═══ Data shown ═══

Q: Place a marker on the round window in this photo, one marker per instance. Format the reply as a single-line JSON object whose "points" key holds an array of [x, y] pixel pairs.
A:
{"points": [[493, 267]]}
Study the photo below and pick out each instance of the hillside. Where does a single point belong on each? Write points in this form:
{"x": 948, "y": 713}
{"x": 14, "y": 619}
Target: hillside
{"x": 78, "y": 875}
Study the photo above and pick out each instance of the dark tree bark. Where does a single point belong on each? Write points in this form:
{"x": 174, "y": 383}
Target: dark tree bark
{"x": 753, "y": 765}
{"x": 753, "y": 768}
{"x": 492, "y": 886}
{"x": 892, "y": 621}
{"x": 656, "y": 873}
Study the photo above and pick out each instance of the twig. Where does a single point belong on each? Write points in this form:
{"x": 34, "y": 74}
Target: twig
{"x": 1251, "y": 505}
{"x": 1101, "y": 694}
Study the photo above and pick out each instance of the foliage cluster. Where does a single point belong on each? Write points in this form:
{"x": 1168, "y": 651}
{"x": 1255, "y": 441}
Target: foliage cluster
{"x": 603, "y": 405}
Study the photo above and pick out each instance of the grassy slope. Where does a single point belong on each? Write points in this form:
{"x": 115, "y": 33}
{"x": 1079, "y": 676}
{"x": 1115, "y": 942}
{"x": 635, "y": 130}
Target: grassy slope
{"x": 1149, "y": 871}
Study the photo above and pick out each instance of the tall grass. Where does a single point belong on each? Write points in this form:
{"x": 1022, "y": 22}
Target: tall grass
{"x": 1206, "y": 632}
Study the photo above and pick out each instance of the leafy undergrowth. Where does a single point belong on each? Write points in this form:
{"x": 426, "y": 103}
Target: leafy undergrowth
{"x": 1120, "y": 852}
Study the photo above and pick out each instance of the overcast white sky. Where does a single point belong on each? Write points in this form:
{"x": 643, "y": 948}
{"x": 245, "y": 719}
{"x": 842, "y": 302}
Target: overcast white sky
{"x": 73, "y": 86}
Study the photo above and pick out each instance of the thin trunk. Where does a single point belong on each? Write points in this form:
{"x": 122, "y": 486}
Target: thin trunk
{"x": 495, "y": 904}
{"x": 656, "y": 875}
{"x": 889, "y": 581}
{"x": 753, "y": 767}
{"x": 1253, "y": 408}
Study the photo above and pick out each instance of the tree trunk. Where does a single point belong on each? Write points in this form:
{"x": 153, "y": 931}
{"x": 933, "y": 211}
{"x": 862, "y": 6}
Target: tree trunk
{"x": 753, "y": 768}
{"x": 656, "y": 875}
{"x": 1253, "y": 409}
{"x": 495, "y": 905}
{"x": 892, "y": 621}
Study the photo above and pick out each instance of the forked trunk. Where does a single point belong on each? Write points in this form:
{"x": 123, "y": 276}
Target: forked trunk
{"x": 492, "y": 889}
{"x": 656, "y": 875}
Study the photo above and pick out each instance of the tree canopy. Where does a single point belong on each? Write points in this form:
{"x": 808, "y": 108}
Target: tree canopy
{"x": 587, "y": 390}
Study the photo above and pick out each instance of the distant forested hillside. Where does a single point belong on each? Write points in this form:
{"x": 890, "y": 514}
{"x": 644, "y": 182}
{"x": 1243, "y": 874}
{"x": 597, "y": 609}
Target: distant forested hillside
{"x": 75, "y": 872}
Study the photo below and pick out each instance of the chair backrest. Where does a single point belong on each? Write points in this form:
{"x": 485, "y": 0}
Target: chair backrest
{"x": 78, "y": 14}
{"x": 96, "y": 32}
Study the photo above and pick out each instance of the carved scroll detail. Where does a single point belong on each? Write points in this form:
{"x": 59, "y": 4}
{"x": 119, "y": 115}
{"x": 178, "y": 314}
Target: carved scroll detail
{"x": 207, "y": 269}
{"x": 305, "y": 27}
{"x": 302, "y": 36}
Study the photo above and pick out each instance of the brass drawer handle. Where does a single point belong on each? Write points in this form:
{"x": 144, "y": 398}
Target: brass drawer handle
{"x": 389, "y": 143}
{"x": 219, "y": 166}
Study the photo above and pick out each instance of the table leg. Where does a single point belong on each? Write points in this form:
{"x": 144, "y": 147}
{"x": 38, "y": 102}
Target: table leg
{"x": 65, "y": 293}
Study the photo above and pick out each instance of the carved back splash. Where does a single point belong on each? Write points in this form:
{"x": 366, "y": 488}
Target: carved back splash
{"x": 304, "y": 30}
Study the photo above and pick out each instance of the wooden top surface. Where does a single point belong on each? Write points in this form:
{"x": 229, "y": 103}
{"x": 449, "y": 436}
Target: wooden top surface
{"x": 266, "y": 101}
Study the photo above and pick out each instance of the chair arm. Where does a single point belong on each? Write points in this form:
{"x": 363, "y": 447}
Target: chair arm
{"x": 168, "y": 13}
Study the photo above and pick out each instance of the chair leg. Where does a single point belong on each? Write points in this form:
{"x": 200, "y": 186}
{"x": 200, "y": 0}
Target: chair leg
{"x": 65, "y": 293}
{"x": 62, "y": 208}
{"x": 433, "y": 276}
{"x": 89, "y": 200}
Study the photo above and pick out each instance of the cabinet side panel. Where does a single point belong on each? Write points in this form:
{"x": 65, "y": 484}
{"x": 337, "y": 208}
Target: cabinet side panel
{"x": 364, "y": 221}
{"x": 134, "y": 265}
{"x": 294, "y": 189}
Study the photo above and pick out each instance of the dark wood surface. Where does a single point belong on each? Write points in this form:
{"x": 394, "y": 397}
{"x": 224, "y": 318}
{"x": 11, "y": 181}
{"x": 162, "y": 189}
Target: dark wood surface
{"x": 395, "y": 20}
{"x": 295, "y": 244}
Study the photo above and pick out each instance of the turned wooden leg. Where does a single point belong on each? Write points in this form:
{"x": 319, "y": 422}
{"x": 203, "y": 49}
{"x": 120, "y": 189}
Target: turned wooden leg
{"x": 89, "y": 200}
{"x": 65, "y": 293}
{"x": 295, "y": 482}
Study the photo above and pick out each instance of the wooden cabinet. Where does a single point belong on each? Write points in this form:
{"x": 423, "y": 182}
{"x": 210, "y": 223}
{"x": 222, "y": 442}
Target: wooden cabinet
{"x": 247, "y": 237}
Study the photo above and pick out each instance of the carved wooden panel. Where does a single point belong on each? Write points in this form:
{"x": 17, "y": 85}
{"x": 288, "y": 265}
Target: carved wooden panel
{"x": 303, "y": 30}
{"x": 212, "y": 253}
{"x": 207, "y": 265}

═══

-- Stated goal --
Print exactly the lines above, starting at the line that contains "of the turned" and ending with the last line of the records, both included.

-- Response for this exercise --
Study the photo above and pick out each instance of the turned wooden leg. Where does a single point belong on each? Write points in this form:
{"x": 319, "y": 422}
{"x": 203, "y": 49}
{"x": 120, "y": 189}
Target: turned wooden leg
{"x": 89, "y": 200}
{"x": 65, "y": 293}
{"x": 295, "y": 482}
Study the photo above and pick out each instance of the wooden cabinet. Where does a single point belong on each? Write points in this form:
{"x": 423, "y": 182}
{"x": 210, "y": 223}
{"x": 222, "y": 442}
Target: wooden cabinet
{"x": 247, "y": 237}
Study the photo above and pick out each instance of the carved wooden panel. Where does a single point belong on each? Write points in this form:
{"x": 17, "y": 85}
{"x": 288, "y": 265}
Target: carved wooden panel
{"x": 303, "y": 30}
{"x": 212, "y": 253}
{"x": 207, "y": 265}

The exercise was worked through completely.